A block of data
++++

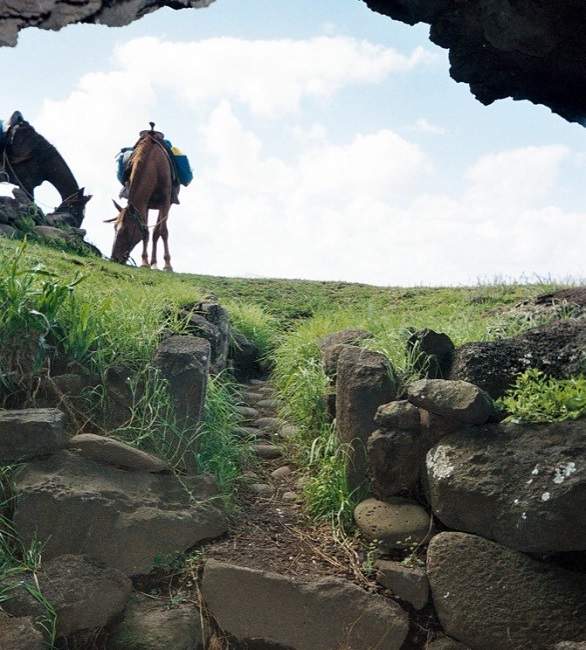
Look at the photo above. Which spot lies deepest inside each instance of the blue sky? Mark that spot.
(329, 143)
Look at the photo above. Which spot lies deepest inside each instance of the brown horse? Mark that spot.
(28, 160)
(150, 188)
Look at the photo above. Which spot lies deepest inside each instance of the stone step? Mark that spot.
(248, 413)
(267, 451)
(272, 610)
(268, 424)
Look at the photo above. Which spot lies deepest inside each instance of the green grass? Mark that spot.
(538, 398)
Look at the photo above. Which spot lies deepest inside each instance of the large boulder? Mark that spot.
(332, 345)
(29, 433)
(85, 594)
(488, 596)
(209, 320)
(395, 459)
(521, 485)
(20, 634)
(558, 349)
(110, 451)
(282, 613)
(432, 353)
(153, 624)
(184, 361)
(395, 523)
(129, 520)
(365, 380)
(455, 400)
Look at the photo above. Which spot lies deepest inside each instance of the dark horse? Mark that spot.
(150, 188)
(28, 160)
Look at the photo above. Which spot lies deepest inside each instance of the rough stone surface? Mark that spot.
(184, 361)
(55, 14)
(521, 485)
(488, 596)
(126, 519)
(114, 452)
(527, 49)
(332, 345)
(322, 615)
(407, 583)
(395, 523)
(268, 452)
(446, 643)
(364, 382)
(85, 594)
(432, 353)
(150, 624)
(29, 433)
(558, 349)
(400, 415)
(20, 634)
(457, 400)
(395, 460)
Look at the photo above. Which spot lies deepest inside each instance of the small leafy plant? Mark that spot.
(535, 397)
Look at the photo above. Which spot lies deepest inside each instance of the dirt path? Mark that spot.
(270, 531)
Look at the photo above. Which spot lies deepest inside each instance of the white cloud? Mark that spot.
(423, 125)
(296, 198)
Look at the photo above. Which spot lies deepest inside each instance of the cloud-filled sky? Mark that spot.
(327, 143)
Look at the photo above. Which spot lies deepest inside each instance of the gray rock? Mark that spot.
(394, 523)
(365, 381)
(157, 625)
(395, 460)
(268, 424)
(488, 596)
(558, 349)
(268, 452)
(445, 643)
(407, 583)
(432, 353)
(328, 613)
(247, 413)
(8, 231)
(84, 593)
(20, 634)
(281, 473)
(400, 415)
(332, 345)
(521, 485)
(30, 433)
(261, 489)
(141, 517)
(457, 400)
(184, 362)
(114, 452)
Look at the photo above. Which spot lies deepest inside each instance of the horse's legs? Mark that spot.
(163, 218)
(145, 243)
(155, 241)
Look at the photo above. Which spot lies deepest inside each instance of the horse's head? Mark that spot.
(21, 138)
(130, 230)
(75, 206)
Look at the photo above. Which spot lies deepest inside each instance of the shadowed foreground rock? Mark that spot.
(488, 596)
(30, 433)
(329, 614)
(126, 519)
(153, 624)
(524, 49)
(84, 593)
(521, 485)
(364, 382)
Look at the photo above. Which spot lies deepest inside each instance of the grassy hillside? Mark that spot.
(99, 314)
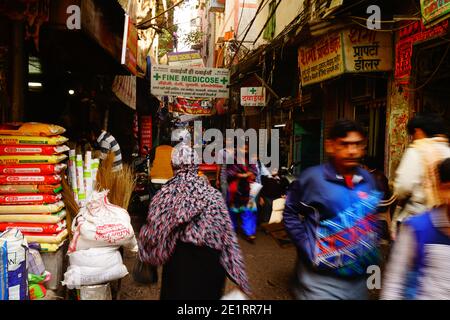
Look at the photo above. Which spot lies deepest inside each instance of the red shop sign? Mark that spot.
(408, 36)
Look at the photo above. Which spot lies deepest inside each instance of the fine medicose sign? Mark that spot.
(190, 82)
(253, 96)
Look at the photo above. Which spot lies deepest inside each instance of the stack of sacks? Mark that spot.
(37, 275)
(30, 182)
(99, 230)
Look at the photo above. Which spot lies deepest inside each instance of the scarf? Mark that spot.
(430, 158)
(239, 188)
(188, 209)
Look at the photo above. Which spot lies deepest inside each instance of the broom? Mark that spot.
(72, 207)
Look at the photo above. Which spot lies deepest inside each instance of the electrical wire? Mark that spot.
(246, 33)
(267, 21)
(249, 24)
(240, 18)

++++

■ WRITTEN TASK
Convert the lines above into a Markdown table with the columns "Row" and "Line," one numbered row per line, skipping any blank lines. Leave the pictures out.

■ SOLUTION TO THE PROBLEM
| Row | Line |
|---|---|
| 1 | Look at the photo above. Which spot lies deepest inside each instance of the blue sky? Mark that spot. |
| 2 | (329, 143) |
| 3 | Look at the photo above. Which spot lies deepest inside each instance of the brown horse? Mark that spot. |
| 4 | (28, 160) |
| 5 | (150, 188) |
| 6 | Look at the photo above. Which spot lies deepest inside each instance of the stone step? Mark that spot. |
| 7 | (248, 413) |
| 8 | (267, 451) |
| 9 | (272, 610) |
| 10 | (268, 424) |
| 11 | Look at the photo above. Which spot lies deepest inside each instance of the green grass? Mark that spot. |
| 12 | (538, 398) |
| 13 | Look at the photo above. Which spot lies deepest inside each instance of the large boulder? Mark that spot. |
| 14 | (332, 345) |
| 15 | (29, 433) |
| 16 | (85, 594) |
| 17 | (488, 596) |
| 18 | (209, 320) |
| 19 | (395, 459) |
| 20 | (521, 485) |
| 21 | (20, 634) |
| 22 | (558, 349) |
| 23 | (110, 451) |
| 24 | (282, 613) |
| 25 | (432, 353) |
| 26 | (153, 624) |
| 27 | (184, 361) |
| 28 | (395, 523) |
| 29 | (129, 520) |
| 30 | (365, 380) |
| 31 | (455, 400) |
| 32 | Look at the photo above. Which spot lies deepest inside each instance of the dark horse? Mark that spot. |
| 33 | (150, 188) |
| 34 | (28, 160) |
| 35 | Look at the photo above. Which spot lies deepest inside each instance of the rough stone surface? Mark that spot. |
| 36 | (184, 361) |
| 37 | (55, 14) |
| 38 | (521, 485) |
| 39 | (488, 596) |
| 40 | (126, 519) |
| 41 | (114, 452) |
| 42 | (527, 49) |
| 43 | (332, 345) |
| 44 | (322, 615) |
| 45 | (407, 583) |
| 46 | (395, 523) |
| 47 | (268, 452) |
| 48 | (446, 643) |
| 49 | (364, 382) |
| 50 | (85, 594) |
| 51 | (432, 353) |
| 52 | (150, 624) |
| 53 | (29, 433) |
| 54 | (558, 349) |
| 55 | (400, 415) |
| 56 | (20, 634) |
| 57 | (457, 400) |
| 58 | (395, 460) |
| 59 | Look at the photo above. Which spot lies deepest inside each instance of the small leafy plant? Mark that spot. |
| 60 | (535, 397) |
| 61 | Look at the photo above. Which spot lies deepest inside each instance of the dirt path? Mark that spot. |
| 62 | (270, 531) |
| 63 | Look at the photo above. Which spot lies deepest inside each instance of the white cloud? Mark that spot. |
| 64 | (423, 125) |
| 65 | (296, 198) |
| 66 | Look at the photo above. Which spot lies deepest inside each instance of the cloud-filled sky? Mark that spot. |
| 67 | (327, 143) |
| 68 | Look at the photo above. Which spot lies deepest inside each instance of the gray rock? Mark that spot. |
| 69 | (394, 523) |
| 70 | (365, 381) |
| 71 | (157, 625) |
| 72 | (395, 460) |
| 73 | (268, 424) |
| 74 | (488, 596) |
| 75 | (558, 349) |
| 76 | (268, 452) |
| 77 | (445, 643) |
| 78 | (407, 583) |
| 79 | (432, 353) |
| 80 | (328, 613) |
| 81 | (247, 413) |
| 82 | (8, 231) |
| 83 | (84, 593) |
| 84 | (20, 634) |
| 85 | (281, 473) |
| 86 | (400, 415) |
| 87 | (332, 345) |
| 88 | (521, 485) |
| 89 | (30, 433) |
| 90 | (261, 489) |
| 91 | (141, 517) |
| 92 | (457, 400) |
| 93 | (184, 362) |
| 94 | (114, 452) |
| 95 | Look at the photo above. Which spot lies deepest inside each instance of the horse's legs? Mark that spot. |
| 96 | (163, 218) |
| 97 | (145, 243) |
| 98 | (155, 241) |
| 99 | Look at the photo above. Which spot lies deepest inside each instance of the horse's head? Mark that spot. |
| 100 | (21, 138) |
| 101 | (130, 230) |
| 102 | (75, 206) |
| 103 | Look at the photo above. Which spot lies deepest inside each instance of the shadowed foreground rock? Mark that spot. |
| 104 | (488, 596) |
| 105 | (30, 433) |
| 106 | (329, 614) |
| 107 | (126, 519) |
| 108 | (153, 624) |
| 109 | (524, 49) |
| 110 | (84, 593) |
| 111 | (521, 485) |
| 112 | (364, 382) |
| 113 | Look at the photo above. Which spot lies deepest inside each instance of the grassy hillside? Mark that spot. |
| 114 | (99, 314) |
| 115 | Look at the photo above. Which spot lies deepest inside each instance of the red shop sign? Mark that spot. |
| 116 | (408, 36) |
| 117 | Look at the photo above. Which spot lies deepest inside each instance of the fine medicose sign? Mark that spot. |
| 118 | (190, 82) |
| 119 | (253, 96) |
| 120 | Look at the photo above. Which spot lies deepest inside each instance of the stack of sacks? Mark that spot. |
| 121 | (37, 275) |
| 122 | (30, 182) |
| 123 | (99, 230) |
| 124 | Look at the photo above. Which spot lies deepest inside each instance of the scarf? Mark that spot. |
| 125 | (430, 158) |
| 126 | (239, 188) |
| 127 | (188, 209) |
| 128 | Look at the photo above. Which spot lies deepest inside each instance of the broom? Mark that spot. |
| 129 | (72, 207) |
| 130 | Look at the photo above. Which spot lies deepest inside each instance of the electrical wire? Mark that spot. |
| 131 | (246, 33) |
| 132 | (267, 21) |
| 133 | (249, 24) |
| 134 | (240, 18) |